Document passage:
%%

The voltage of the first node N1 is buffered by the first inverter
IV1 and the second inverter IV2, and thus, a pulse having a form of
a trapezoid is output as illustrated in FIG. 11B. Accordingly, when
the LCD apparatus enters an initial power-on state, an on-sensing
signal PON is toggled once. However, if the level of the first
power voltage VDD1 is not increased from a level lower than the
first threshold value as in period B, it is not recognized as
entering a power-on state, and thus, the on-sensing signal PON is
not toggled. The circuit illustrated in FIG. 11A is an exemplary
structure of the power-on sensing unit 814 and may be variously
changed according to design requirements.
[0061] FIG. 12A is a circuit diagram of the power-off sensing unit
812 illustrated in FIGS. 9 and 10, according to an exemplary
embodiment. Referring to FIG. 12A, the power-off sensing unit 812
includes a driving voltage generation unit 1220, a power voltage
sensing unit 1240, and a level conversion unit 1260. The driving
voltage generation unit 1220 generates a third power voltage VDD3
for driving the power voltage sensing unit 1240, by using the
second power voltage VDD2. In more detail, the driving voltage
generation unit 1220 includes a first resistor R1, a second
resistor R2, and a fifth NMOS transistor MN5. The power voltage
sensing unit 1240 for sensing a level down of the second power
voltage VDD2 includes a first capacitor C1, first through fourth
PMOS transistors MP1 through MP4, and first through fourth NMOS
transistors MN1 through MN4. Also, the level conversion unit 1260
includes fifth through eighth PMOS transistors MP5 through MP8, and
sixth and seventh NMOS transistors MN6 and MN7. The circuit
illustrated in FIG. 12A is an exemplary structure of the power-off
sensing unit 812 and may be variously changed according to design
requirements.

%%

Extracted information:

%%

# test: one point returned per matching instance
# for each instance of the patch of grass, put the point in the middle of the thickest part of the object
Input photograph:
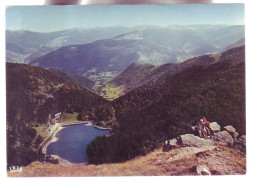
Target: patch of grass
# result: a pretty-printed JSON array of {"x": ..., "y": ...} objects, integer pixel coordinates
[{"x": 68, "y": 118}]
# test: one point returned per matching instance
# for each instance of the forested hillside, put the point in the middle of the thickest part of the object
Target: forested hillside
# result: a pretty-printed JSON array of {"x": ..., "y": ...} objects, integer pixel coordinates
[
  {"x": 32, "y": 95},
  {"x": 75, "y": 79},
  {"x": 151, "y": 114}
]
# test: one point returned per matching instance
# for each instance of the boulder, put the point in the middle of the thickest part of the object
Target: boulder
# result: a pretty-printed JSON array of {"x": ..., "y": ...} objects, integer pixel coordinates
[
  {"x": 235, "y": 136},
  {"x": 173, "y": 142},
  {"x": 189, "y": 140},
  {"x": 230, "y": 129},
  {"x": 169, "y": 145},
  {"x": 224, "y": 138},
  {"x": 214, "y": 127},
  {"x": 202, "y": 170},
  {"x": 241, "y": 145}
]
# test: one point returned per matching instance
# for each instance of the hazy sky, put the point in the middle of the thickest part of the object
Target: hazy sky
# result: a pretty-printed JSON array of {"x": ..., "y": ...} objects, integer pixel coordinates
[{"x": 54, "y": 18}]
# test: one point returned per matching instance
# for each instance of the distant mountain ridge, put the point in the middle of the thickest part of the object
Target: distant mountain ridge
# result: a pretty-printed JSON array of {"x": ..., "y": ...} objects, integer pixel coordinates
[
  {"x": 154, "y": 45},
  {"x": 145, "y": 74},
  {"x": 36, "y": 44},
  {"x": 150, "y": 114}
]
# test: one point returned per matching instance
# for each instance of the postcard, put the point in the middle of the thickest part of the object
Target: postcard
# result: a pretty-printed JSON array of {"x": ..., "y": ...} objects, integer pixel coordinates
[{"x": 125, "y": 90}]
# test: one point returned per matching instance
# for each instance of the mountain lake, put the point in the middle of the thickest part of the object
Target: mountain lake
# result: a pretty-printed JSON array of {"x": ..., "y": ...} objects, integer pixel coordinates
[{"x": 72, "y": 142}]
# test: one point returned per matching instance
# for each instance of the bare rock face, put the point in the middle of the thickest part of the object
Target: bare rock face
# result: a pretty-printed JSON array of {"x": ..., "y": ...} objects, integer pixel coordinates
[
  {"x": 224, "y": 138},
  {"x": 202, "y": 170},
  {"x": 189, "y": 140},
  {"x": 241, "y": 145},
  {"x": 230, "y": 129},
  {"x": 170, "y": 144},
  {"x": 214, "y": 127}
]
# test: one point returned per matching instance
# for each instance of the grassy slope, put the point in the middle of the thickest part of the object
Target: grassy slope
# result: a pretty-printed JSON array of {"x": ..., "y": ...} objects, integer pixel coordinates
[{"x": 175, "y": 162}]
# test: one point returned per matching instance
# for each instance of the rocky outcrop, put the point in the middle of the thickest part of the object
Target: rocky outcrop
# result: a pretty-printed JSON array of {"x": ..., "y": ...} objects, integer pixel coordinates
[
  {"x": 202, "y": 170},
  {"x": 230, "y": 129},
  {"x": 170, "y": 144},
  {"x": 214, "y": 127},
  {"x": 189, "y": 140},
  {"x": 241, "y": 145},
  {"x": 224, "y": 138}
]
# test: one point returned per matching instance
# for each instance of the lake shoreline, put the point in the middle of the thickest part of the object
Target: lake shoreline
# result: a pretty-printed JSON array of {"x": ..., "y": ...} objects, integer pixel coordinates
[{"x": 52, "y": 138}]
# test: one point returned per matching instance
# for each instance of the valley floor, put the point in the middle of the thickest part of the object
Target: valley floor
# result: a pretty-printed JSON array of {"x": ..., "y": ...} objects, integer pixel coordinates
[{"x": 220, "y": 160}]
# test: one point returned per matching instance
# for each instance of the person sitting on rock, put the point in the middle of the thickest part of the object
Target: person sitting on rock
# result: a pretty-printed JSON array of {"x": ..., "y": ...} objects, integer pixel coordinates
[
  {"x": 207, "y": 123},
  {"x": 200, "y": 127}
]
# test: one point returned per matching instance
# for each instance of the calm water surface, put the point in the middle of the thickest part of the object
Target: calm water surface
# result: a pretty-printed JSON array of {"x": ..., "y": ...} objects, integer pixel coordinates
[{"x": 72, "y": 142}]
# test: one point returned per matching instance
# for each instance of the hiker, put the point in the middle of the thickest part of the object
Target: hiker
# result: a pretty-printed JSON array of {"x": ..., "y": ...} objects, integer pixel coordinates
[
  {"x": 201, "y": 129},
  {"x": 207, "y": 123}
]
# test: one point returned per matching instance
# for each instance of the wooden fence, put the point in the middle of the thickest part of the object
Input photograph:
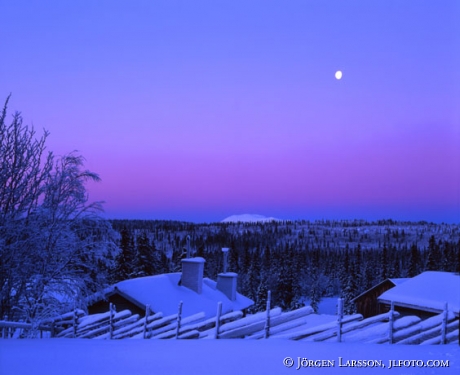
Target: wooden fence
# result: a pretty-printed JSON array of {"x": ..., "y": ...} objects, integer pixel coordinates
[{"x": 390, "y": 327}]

%%

Your goal:
Set down the entire passage above on the power-on and power-off sensing units, word for word.

Response for this exercise:
The voltage of the first node N1 is buffered by the first inverter
IV1 and the second inverter IV2, and thus, a pulse having a form of
a trapezoid is output as illustrated in FIG. 11B. Accordingly, when
the LCD apparatus enters an initial power-on state, an on-sensing
signal PON is toggled once. However, if the level of the first
power voltage VDD1 is not increased from a level lower than the
first threshold value as in period B, it is not recognized as
entering a power-on state, and thus, the on-sensing signal PON is
not toggled. The circuit illustrated in FIG. 11A is an exemplary
structure of the power-on sensing unit 814 and may be variously
changed according to design requirements.
[0061] FIG. 12A is a circuit diagram of the power-off sensing unit
812 illustrated in FIGS. 9 and 10, according to an exemplary
embodiment. Referring to FIG. 12A, the power-off sensing unit 812
includes a driving voltage generation unit 1220, a power voltage
sensing unit 1240, and a level conversion unit 1260. The driving
voltage generation unit 1220 generates a third power voltage VDD3
for driving the power voltage sensing unit 1240, by using the
second power voltage VDD2. In more detail, the driving voltage
generation unit 1220 includes a first resistor R1, a second
resistor R2, and a fifth NMOS transistor MN5. The power voltage
sensing unit 1240 for sensing a level down of the second power
voltage VDD2 includes a first capacitor C1, first through fourth
PMOS transistors MP1 through MP4, and first through fourth NMOS
transistors MN1 through MN4. Also, the level conversion unit 1260
includes fifth through eighth PMOS transistors MP5 through MP8, and
sixth and seventh NMOS transistors MN6 and MN7. The circuit
illustrated in FIG. 12A is an exemplary structure of the power-off
sensing unit 812 and may be variously changed according to design
requirements.